PROMPT — Copy out the data below, replacing "instance" with "occurrence" wherever it appears and keeping everything else the same.
─── PROVIDED RECORDS
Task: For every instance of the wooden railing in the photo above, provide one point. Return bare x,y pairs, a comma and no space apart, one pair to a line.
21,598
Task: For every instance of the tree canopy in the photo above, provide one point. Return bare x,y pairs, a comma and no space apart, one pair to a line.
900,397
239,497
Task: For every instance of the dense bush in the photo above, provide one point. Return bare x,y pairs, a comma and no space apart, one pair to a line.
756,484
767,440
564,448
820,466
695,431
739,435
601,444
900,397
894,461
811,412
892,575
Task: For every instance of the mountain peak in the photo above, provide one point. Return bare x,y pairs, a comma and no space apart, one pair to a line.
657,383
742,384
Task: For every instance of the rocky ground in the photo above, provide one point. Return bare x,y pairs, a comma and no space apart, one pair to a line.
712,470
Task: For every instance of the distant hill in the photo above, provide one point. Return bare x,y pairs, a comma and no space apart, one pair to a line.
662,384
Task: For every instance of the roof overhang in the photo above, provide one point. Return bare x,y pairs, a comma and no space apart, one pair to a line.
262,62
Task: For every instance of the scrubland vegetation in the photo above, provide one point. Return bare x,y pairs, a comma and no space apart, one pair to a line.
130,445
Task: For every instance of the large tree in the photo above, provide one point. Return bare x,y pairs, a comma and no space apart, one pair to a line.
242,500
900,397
──────
FINAL ANSWER —
Task: For every occurrence of the wooden railing in the photo above, provide one point. Return bare x,y pairs, a comma and no space apart, one pair to a line.
21,598
Task: For every occurrence of the tree canopy in the photo above, provide one point. Return bare x,y pairs, a comma and no space apart, one pair to a line.
900,397
239,497
Task: For every occurrence of the dense bush in the photo above, provide one point. Return bare x,y pairs, a comma and no space apart, one pair to a line.
756,484
767,440
564,448
820,466
695,431
739,435
601,444
900,397
894,461
811,412
892,575
Task: For every occurrence of the mountain peak in the photo above, provide one point. Return bare x,y pairs, a comma and no space apart, one pair to a line.
657,383
742,384
Task: For every occurrence of the rocky ground in the photo above, provide one point. Return bare x,y pairs, a comma and no space apart, one pair to a line.
712,470
Task: For every occurrence of the distant hill in the photo above, provide one point. Return bare x,y pairs, a comma and no space apart, one pair to a line.
662,384
Task: For every occurrence of the roof overhang in the photo above, provide one point. Return bare x,y pairs, a comma and no space apart, one pair to a line.
262,62
Task: For every occurrence of the scrubland vegetation in the photo above, provide one point. Return bare x,y pairs, a comma and no space apart, one pair to a line.
130,445
Task: For every occurrence of the large tree in the photo above, provide one point. Return bare x,y pairs, a comma and no space apart, one pair to a line.
242,500
900,397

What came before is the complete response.